提取文本 ::

美文网首页
利用Spark监听listener来监控任务完成进度

利用Spark监听listener来监控任务完成进度

作者: alexlee666 | 来源:发表于2019-10-24 21:01 被阅读0次

    一、背景

    当时在做数据湖的项目,需要使用Spark SQL做数据ETL,即并发地将全表数据从RDBMS经过数据转换等导入到HDFS中。由于Web UI上需要显示ETL的进度,因此需要能够指导当前导了多少个row。但是由于是多个executor并发地读取数据,而如何获取每个executor导了多少个row就是一个问题了,Spark SQL本身并没有提供这样的API。本文将介绍如何使用Spark监听listener来预估任务完成的进度。


    二、实现方法

    • 首先,自定义一个监听类,并继承SparkListener并override方法;
    • 实例化该监听类得到监听器对象,sparkcontex添加该监听器对象即可。

    三、业务代码示例

    import org.apache.spark.scheduler._
    import org.slf4j.LoggerFactory
    
    /*
    * This class is used to listen the progress of submitted spark job
    * The number of completed tasks will be counted
    * In this way, the rough progress of submitted spark job can be estimated
    * */
    class MySparkListener(instanceName:String,schemaName:String,tableName:String,ceilNum:Long,rowCount:Long,parallelismNum:Int,partitionNum:Int) extends SparkListener{
    
      val logger = LoggerFactory.getLogger(classOf[MySparkListener])
      var taskCount: Int = 0
      override def onApplicationStart(applicationStart: SparkListenerApplicationStart): Unit = {
        super.onApplicationStart(applicationStart)
        logger.info("\n\n\n>>>>>> Spark application started")
      }
    
      override def onApplicationEnd(applicationEnd: SparkListenerApplicationEnd): Unit = {
        super.onApplicationEnd(applicationEnd)
        logger.info("\n\n\n>>>>>> Spark application ended")
      }
    
      override def onJobEnd(jobEnd: SparkListenerJobEnd): Unit = {
        super.onJobEnd(jobEnd)

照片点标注
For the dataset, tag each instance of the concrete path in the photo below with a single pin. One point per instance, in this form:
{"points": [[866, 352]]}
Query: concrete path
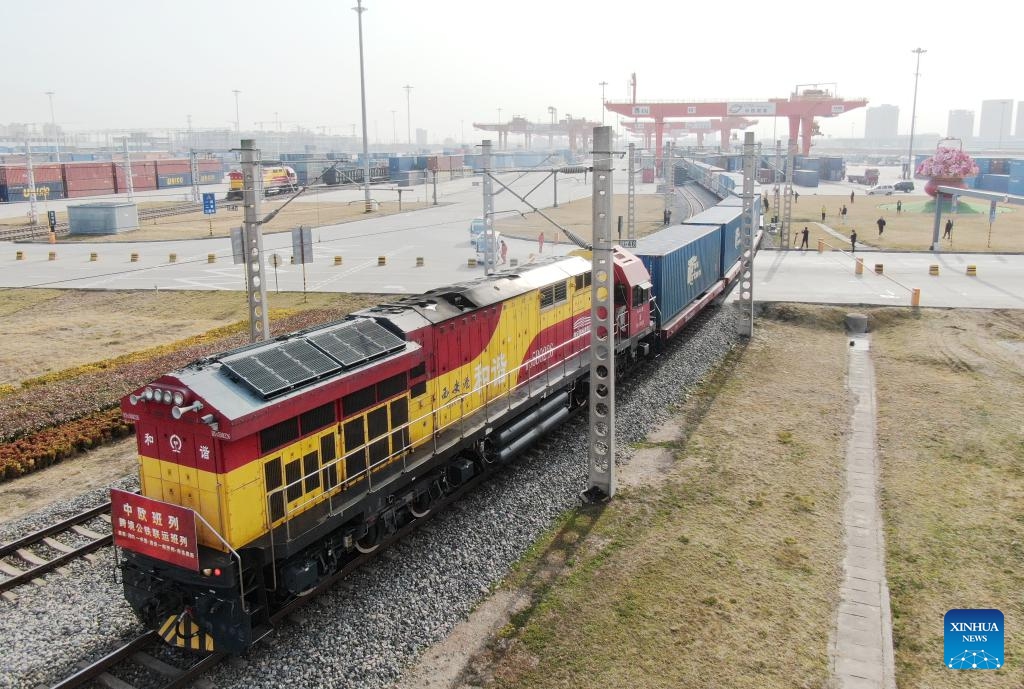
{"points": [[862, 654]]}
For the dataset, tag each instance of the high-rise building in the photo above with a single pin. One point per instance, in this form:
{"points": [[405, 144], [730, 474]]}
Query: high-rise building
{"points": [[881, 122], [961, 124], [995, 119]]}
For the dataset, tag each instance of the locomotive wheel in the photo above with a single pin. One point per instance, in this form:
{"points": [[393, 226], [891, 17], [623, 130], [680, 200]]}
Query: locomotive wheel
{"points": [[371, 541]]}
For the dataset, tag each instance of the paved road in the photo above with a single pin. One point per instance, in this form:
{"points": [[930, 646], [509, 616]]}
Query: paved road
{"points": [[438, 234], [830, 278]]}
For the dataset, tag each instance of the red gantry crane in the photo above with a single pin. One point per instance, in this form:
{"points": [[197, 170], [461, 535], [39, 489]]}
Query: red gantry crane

---

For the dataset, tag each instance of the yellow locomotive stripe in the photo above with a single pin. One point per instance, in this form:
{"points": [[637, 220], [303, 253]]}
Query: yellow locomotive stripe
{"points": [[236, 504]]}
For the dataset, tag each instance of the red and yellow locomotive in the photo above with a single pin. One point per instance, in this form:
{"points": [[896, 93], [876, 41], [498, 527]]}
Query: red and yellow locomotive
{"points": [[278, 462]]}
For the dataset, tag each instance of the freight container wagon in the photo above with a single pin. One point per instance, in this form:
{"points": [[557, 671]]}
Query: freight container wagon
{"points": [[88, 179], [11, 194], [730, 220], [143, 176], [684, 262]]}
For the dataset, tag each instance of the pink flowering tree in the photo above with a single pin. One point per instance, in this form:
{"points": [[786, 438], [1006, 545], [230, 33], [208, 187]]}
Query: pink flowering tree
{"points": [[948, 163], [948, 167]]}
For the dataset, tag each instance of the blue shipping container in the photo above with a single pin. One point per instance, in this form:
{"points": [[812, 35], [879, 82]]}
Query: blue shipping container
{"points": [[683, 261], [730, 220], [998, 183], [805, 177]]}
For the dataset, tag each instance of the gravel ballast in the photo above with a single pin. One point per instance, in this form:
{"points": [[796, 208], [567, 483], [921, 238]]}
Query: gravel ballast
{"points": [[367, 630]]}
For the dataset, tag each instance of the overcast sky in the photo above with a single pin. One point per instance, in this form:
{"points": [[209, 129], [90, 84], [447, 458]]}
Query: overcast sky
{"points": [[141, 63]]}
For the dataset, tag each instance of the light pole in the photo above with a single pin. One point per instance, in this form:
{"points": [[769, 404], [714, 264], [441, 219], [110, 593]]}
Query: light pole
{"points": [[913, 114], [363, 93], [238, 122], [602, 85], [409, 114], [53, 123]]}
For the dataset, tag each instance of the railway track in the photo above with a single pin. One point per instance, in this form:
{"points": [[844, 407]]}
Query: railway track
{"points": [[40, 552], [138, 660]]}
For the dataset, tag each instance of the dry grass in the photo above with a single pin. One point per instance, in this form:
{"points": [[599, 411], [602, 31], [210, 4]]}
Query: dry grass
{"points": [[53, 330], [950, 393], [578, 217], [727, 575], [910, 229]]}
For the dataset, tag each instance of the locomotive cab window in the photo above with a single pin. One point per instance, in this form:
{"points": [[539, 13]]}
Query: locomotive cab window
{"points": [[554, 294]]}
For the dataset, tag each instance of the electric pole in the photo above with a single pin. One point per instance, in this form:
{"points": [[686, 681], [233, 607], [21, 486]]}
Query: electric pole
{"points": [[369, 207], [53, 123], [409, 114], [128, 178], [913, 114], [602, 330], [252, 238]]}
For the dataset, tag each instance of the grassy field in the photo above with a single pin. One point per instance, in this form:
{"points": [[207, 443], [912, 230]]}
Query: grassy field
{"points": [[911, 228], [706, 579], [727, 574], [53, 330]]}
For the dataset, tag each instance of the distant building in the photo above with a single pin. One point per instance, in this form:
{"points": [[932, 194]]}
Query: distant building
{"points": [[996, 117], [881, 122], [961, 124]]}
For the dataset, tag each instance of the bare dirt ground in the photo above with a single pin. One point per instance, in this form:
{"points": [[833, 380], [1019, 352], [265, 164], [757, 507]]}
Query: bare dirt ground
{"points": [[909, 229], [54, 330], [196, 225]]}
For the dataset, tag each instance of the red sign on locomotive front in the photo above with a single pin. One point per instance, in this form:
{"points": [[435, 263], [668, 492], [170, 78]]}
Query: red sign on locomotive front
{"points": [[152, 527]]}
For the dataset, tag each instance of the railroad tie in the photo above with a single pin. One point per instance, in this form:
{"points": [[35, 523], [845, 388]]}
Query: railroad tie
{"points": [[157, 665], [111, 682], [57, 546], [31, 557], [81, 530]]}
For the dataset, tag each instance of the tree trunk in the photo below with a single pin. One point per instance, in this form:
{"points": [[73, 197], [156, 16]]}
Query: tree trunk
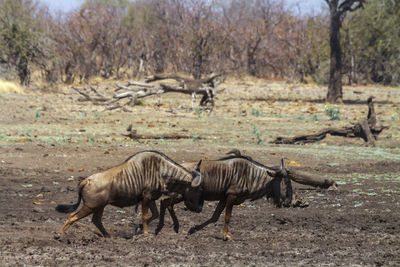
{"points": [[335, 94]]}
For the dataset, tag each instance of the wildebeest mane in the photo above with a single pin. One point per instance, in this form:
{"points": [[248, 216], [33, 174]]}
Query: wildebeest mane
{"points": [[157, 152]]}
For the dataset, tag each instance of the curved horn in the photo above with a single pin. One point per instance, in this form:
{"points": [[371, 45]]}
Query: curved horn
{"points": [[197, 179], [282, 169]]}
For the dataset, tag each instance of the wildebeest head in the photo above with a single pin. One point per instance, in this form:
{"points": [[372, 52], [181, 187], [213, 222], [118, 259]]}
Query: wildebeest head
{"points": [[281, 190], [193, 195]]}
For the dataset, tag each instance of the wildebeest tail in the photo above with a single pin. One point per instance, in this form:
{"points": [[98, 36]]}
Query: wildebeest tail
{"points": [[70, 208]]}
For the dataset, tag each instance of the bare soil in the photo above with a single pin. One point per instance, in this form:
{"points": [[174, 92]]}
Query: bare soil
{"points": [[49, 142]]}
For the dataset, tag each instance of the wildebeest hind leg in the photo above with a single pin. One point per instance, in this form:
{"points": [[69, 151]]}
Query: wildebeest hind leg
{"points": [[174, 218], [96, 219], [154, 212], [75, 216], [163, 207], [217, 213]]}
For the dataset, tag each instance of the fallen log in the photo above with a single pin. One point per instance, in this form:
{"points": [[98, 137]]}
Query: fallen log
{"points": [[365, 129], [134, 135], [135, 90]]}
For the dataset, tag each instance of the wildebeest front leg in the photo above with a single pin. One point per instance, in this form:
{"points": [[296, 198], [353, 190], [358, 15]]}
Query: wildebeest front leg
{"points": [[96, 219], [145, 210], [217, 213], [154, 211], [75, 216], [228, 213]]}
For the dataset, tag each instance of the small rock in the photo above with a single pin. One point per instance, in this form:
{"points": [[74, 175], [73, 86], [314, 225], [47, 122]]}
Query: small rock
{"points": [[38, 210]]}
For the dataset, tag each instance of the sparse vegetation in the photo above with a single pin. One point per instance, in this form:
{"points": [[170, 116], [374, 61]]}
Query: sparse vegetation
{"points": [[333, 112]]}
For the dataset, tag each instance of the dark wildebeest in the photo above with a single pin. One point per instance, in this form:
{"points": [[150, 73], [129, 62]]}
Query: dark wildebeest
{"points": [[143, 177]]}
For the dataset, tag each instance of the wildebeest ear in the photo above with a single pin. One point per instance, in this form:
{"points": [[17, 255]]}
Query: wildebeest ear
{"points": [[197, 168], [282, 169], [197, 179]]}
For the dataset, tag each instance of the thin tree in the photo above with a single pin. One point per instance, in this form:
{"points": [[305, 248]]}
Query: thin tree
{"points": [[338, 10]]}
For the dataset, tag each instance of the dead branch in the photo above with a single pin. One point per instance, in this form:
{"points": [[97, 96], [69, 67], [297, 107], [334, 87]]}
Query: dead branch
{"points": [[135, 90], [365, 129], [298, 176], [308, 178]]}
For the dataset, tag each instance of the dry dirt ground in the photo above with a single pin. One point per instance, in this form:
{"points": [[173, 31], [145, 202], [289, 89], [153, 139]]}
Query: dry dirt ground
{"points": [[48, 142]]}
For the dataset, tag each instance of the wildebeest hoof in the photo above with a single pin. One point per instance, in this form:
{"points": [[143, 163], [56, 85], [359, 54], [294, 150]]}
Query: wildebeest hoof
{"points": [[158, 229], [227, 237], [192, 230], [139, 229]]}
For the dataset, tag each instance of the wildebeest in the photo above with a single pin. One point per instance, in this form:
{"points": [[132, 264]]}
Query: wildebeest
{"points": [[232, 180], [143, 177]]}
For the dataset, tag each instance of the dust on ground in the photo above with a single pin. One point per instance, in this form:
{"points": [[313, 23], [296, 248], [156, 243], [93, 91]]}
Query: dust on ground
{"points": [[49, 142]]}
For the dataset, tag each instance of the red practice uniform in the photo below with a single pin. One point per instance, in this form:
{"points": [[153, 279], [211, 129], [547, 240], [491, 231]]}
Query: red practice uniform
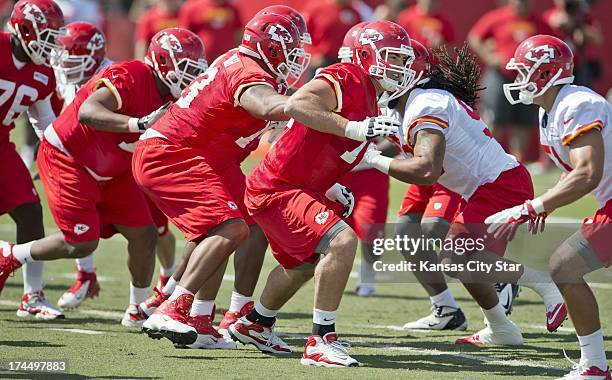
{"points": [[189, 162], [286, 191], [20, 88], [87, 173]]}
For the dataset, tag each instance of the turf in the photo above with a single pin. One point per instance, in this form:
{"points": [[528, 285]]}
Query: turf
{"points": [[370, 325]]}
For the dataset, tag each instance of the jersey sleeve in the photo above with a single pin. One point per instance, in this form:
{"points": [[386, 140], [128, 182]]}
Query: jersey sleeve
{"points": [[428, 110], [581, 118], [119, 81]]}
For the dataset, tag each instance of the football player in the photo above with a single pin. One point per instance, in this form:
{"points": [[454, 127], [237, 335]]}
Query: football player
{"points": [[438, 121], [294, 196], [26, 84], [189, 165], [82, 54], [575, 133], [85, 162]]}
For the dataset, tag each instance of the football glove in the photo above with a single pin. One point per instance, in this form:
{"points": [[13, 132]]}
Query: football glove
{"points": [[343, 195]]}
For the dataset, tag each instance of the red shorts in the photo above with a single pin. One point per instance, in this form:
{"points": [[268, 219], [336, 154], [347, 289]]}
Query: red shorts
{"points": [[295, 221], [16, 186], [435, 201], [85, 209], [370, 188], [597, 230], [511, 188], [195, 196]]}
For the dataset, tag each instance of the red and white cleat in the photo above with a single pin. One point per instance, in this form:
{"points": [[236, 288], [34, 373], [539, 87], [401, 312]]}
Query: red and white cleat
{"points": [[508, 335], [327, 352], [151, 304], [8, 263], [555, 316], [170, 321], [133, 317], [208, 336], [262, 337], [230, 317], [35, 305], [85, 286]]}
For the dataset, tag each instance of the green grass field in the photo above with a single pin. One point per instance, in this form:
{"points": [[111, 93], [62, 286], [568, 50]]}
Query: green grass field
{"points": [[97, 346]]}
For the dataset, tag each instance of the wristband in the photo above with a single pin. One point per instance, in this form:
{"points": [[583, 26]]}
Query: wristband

任务目标 ::
• a. 判断以下三种说法是否与上文这篇介绍Spark监听listener的文章相符。每条请答“是”或“否”,并一字不差地引用文中起决定作用的原话。(i) 文章称Spark SQL本身提供了获取每个executor导入行数的API。(ii) 按照实现方法,自定义的监听类需要继承SparkListener。(iii) 该项目是把数据从HDFS导入到RDBMS中。
• b. 找出记录中所有含有字符串“crane”的行,并将这些行完整抄录下来。匹配时区分大小写。

预期输出 ::
• a.
(i) 否:“Spark SQL本身并没有提供这样的API”
(ii) 是:“首先,自定义一个监听类,并继承SparkListener并override方法”
(iii) 否:“并发地将全表数据从RDBMS经过数据转换等导入到HDFS中”

• b.
For the dataset, tag each instance of the red gantry crane in the photo above with a single pin. One point per instance, in this form:
Query: red gantry crane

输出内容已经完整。